→ DIRECTIONS
Rewrite every record below with "whereabouts" renamed to "where" throughout, keeping everything else the same.

** BEGIN DATA SECTION **

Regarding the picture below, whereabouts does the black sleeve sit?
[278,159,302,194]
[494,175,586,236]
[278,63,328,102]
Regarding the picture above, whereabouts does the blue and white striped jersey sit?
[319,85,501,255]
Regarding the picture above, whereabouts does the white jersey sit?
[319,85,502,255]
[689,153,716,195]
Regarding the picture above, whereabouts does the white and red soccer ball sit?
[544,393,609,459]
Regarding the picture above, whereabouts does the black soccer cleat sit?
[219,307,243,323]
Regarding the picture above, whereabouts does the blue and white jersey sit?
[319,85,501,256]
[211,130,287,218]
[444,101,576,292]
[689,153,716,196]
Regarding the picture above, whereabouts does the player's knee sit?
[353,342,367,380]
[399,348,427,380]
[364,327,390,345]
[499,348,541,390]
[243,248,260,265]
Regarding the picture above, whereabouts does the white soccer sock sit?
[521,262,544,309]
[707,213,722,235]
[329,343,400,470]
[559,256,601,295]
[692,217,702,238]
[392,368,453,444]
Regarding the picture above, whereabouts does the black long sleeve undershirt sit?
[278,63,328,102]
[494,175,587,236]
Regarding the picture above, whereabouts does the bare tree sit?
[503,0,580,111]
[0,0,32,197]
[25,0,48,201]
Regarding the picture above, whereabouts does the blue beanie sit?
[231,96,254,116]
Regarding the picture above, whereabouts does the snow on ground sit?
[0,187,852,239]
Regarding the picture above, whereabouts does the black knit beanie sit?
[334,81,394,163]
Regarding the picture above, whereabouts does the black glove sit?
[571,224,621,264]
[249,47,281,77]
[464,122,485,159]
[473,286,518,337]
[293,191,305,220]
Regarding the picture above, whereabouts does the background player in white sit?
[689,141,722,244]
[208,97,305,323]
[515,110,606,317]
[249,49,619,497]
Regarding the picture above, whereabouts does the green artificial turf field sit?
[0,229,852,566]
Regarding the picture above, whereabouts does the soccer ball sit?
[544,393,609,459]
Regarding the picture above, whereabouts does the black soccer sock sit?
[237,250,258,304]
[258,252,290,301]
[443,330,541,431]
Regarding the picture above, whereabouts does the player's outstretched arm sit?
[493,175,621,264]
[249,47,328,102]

** END DATA SECTION **

→ REPLY
Regarding the picture below, where does the black sleeve sit?
[278,159,302,194]
[494,175,586,236]
[278,63,328,102]
Regarding the picture above, where does the blue and white striped jersey sit?
[319,85,501,255]
Regarding the picture above, where does the white jersey sit?
[319,85,502,255]
[689,153,716,195]
Regarding the picture above, where does the white and red soccer ball sit?
[544,393,609,459]
Regarding the picture above, where does the black soccer cleat sit?
[219,307,243,323]
Regarding the picture above, where does the blue and white jersey sit?
[319,85,501,256]
[211,130,287,218]
[444,101,576,292]
[689,153,716,196]
Regarding the picture above, where does the player's knee sit?
[353,342,367,380]
[399,348,427,380]
[364,327,390,345]
[499,348,541,390]
[243,248,260,265]
Regarding the picture above, where does the white soccer sock sit?
[521,262,544,309]
[707,213,722,235]
[329,343,400,470]
[559,256,601,295]
[692,217,702,238]
[392,368,453,444]
Regarding the picture above, where does the black long sleeve undershirt sit?
[278,63,328,102]
[494,175,587,236]
Regarding the picture above, where does the bare tree sit?
[503,0,580,111]
[0,0,32,197]
[25,0,48,201]
Regarding the picture above, where does the blue beanie sit?
[231,96,254,116]
Regarding the picture above, where does the snow on ground sit?
[0,187,852,239]
Regarding the picture above, where does the black knit beanie sit?
[334,81,394,163]
Regarding the picture above, where does the black glove sit?
[571,224,621,264]
[249,47,281,77]
[464,122,485,159]
[473,286,518,337]
[293,191,305,220]
Regarding the picture above, where does the background player in white sit?
[689,141,722,244]
[208,97,305,323]
[515,110,606,317]
[249,49,619,497]
Regarding the picture above, where does the green artificial turf field sit?
[0,229,852,566]
Regarding the picture above, where does the soccer ball sit?
[544,393,609,459]
Regarding the picture above, where does the black soccer sock sit?
[237,250,258,304]
[258,252,290,301]
[443,330,541,431]
Regarding the picture above, where does the player's outstretched arm sit?
[493,175,621,264]
[249,47,328,102]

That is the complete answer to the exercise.